No Dia Nacional do Teatro, celebrado nesta terça-feira (19), o Verso conversou com um dos integrantes da Casa para situar o projeto e de que forma o recanto se confunde com a própria história das Artes Cênicas feitas de forma independente em Fortaleza. “É um espaço de grande importância no cenário cultural cearense”, diz Ricardo Tabosa. 

O ator é membro do Grupo Bagaceira de Teatro – fundador do lar e um dos três coletivos residentes nele, juntamente à Cia Bravia e à produtora audiovisual Veneta Filmes. Segundo ele, diante do desmonte gerado pelo governo Bolsonaro, os coletivos com trabalhos contínuos foram profundamente afetados e encontram-se, na maioria, sem recursos.

Legenda: Sede da Casa da Esquina fica na rua João Lobo Filho, 62, no bairro de Fátima
Foto: Arquivo pessoal

“A Casa da Esquina, que há 16 anos vinha desenvolvendo atividades, hoje se encontra prestes a fechar as portas. A campanha vai até janeiro de 2024 porque é quando acreditamos que as novas políticas públicas já tenham tomado forma e estejam fomentando a cultura no âmbito municipal, estadual e nacional, principalmente por meio dos recursos da Lei Paulo Gustavo”, explica. É a primeira vez que o espaço promove uma campanha de financiamento coletivo.

Ricardo conta que a iniciativa está tendo boa repercussão – tanto por parte de artistas amigos quanto diante da sociedade civil. Nesses momentos, os coletivos percebem com mais atenção o tamanho da relevância de um espaço feito esse para a cultura da cidade, do Estado e do País. “Fica mais evidente tudo que já realizamos, o quanto representamos na memória das pessoas. Felizmente, temos conseguido muito apoio”.

Como tudo começou

A Casa da Esquina nasceu quando o Bagaceira de Teatro procurava um espaço para se estabilizar e ter acesso livre para criação. Com o brotar da sede, no bairro de Fátima, o grupo contava com um lugar para guardar acervo de figurinos e cenários, ensaiar sem limites de horário, fazer reuniões de produção, escrever projetos, ministrar oficinas, receber convidados, realizar intercâmbios e várias outras coisas.

Em 2008, houve um importante marco na Casa: a chegada do Teatro Máquina, companhia que passou a “morar” por lá até 2019, dividindo o espaço e as responsabilidades. Em seguida, ainda em 2008, o equipamento se tornou também espaço de apresentações.

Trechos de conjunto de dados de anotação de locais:

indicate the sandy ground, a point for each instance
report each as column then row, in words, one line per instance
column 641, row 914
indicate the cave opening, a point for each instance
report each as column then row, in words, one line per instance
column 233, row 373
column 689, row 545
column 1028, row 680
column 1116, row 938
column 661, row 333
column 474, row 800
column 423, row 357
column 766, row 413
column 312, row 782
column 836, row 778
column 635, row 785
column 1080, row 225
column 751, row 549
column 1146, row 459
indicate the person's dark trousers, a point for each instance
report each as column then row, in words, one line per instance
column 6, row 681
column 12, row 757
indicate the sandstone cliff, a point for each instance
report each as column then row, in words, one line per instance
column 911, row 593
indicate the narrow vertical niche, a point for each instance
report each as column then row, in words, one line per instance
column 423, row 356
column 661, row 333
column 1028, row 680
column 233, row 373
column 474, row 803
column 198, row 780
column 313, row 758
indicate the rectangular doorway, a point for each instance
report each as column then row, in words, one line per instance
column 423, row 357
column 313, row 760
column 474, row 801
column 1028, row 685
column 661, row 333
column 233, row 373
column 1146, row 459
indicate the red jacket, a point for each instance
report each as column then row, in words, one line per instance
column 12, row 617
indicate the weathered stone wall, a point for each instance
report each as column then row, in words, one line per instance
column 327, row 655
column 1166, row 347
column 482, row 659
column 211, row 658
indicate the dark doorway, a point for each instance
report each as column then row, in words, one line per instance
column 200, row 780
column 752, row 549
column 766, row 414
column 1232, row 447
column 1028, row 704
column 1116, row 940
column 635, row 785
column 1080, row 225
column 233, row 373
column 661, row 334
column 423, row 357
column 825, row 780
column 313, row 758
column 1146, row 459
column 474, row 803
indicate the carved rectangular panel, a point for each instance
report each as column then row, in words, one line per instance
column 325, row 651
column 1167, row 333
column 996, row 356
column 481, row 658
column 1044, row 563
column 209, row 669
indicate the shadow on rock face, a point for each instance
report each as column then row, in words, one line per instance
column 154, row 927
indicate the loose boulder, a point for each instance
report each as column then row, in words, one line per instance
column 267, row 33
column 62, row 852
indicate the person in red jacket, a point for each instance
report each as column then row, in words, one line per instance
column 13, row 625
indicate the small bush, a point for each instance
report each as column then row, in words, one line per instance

Requisitos do exercício »
**A)** Como fica em inglês esta frase do texto sobre a Casa da Esquina: "É a primeira vez que o espaço promove uma campanha de financiamento coletivo."?
**B)** Você pode dar continuidade ao texto sobre a Casa da Esquina a partir da última frase apresentada?

Resultados »
**A)** This is the first time the space has run a crowdfunding campaign.

**B)**
“Pudemos, então, entrar em cartaz a qualquer momento, independente dos teatros convencionais ou dos festivais. Na sequência, começamos a abrir nossas portas para que outros artistas pudessem se apresentar, ensaiar, criar, executar projetos, enfim, realizar sonhos em um espaço artístico que tivesse a acolhida de uma casa”.

A triste realidade, situa Ricardo, é que, assim como a Casa da Esquina, vários outros espaços geridos por grupos de teatro, seja na capital ou no interior, também vivem a mesma situação de luta e dificuldade de permanência. “Gerir um espaço independente é desafiador devido à natureza muitas vezes precária e à falta de recursos financeiros substanciais”. 

Um dos maiores entraves é como ter sustentabilidade a longo prazo, com financiamento muitas vezes por tempo limitado. Além disso, manutenção e infraestrutura, programação cultural, relação com a comunidade e com o entorno, acesso a recursos técnicos e equipamentos, e questões legais e regulatórias, entre outros fatores, são algumas das questões que exigem sobrevivência financeira a longo prazo.

É preciso incentivo

Não à toa, o apelo do artista para que políticas públicas ajudem a manter esses lares. Iniciativas de fomento que funcionem a longo prazo e garantam sustentabilidade. “Os grupos precisam gerir a si mesmos – seu repertório de espetáculos, seus integrantes – e também gerir um espaço cultural. Isso requer planejamento, manutenção e gastos contínuos”.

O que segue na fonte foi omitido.